(Records)
'''

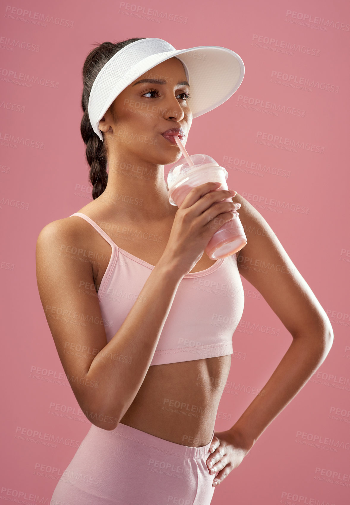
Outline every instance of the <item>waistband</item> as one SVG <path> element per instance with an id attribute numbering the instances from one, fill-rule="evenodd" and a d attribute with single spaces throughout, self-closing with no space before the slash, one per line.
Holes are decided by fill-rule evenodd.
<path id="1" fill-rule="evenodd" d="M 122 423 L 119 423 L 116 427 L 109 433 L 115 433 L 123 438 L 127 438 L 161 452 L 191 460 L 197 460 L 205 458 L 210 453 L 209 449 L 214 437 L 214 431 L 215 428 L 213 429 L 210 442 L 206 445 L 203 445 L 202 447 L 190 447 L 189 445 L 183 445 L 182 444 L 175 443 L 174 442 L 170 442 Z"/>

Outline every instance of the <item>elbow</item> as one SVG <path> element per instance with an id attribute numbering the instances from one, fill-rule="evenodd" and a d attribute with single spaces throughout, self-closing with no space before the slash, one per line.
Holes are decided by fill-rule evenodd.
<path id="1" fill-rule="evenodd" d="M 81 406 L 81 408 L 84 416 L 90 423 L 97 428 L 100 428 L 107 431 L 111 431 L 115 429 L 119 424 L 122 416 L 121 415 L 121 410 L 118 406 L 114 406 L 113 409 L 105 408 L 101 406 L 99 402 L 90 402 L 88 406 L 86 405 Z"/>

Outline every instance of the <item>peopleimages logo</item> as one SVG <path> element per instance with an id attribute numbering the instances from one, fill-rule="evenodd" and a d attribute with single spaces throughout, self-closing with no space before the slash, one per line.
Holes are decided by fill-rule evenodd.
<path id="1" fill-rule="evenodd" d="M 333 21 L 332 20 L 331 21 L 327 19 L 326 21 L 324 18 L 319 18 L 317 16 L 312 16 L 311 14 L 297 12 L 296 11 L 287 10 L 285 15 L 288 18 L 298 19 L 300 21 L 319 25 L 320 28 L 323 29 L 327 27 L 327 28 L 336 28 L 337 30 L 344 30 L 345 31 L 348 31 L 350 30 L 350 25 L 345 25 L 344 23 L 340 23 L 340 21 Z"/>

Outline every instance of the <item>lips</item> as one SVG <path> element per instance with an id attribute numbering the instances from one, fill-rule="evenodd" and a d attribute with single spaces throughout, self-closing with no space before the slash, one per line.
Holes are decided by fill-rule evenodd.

'''

## Description of the task
Retype the records above line for line, without any change, and omit the pictures from your copy.

## Solution to this problem
Outline every instance of the <item>waistband</item> as one SVG <path> element per instance with an id attribute numbering the instances from one, fill-rule="evenodd" and a d attribute with single spaces throughout, self-closing with no space before the slash, one per line.
Holes are decided by fill-rule evenodd.
<path id="1" fill-rule="evenodd" d="M 122 423 L 119 423 L 116 427 L 109 433 L 115 433 L 123 438 L 127 438 L 161 452 L 191 460 L 197 460 L 205 458 L 210 453 L 209 449 L 214 437 L 214 431 L 215 428 L 213 429 L 210 442 L 206 445 L 203 445 L 202 447 L 190 447 L 189 445 L 183 445 L 182 444 L 175 443 L 174 442 L 170 442 Z"/>

Outline every instance of the <item>elbow</item> as one SVG <path> element per instance with an id attribute numbering the instances from one, fill-rule="evenodd" and a d attribute with single spaces throughout, self-closing with no space before the slash, one per line.
Holes are decided by fill-rule evenodd.
<path id="1" fill-rule="evenodd" d="M 81 406 L 81 408 L 84 416 L 90 423 L 97 428 L 100 428 L 107 431 L 111 431 L 115 429 L 119 424 L 122 416 L 121 415 L 121 410 L 118 406 L 114 406 L 113 409 L 105 408 L 101 406 L 99 402 L 90 402 L 88 406 L 86 405 Z"/>

Outline every instance of the <item>peopleimages logo</item> as one SVG <path> element per instance with an id attribute numbering the instances from one, fill-rule="evenodd" and a d attribute with single spaces throughout, self-closing with no space before the slash, one per line.
Holes are decided by fill-rule evenodd.
<path id="1" fill-rule="evenodd" d="M 333 21 L 332 20 L 331 21 L 327 19 L 326 21 L 324 18 L 319 18 L 317 16 L 312 16 L 311 14 L 297 12 L 296 11 L 287 10 L 285 15 L 288 18 L 298 19 L 300 21 L 319 25 L 320 28 L 323 29 L 327 27 L 327 28 L 336 28 L 337 30 L 344 30 L 345 31 L 348 31 L 350 30 L 350 25 L 345 25 L 344 23 L 340 23 L 340 21 Z"/>

Outline every instance of the <item>lips</item> as one SVG <path> element per instance with an id attribute numbering the instances from one, fill-rule="evenodd" and a d attribute with single spaces throughout, self-closing with no space before the slash, one per line.
Holes are decided by fill-rule evenodd.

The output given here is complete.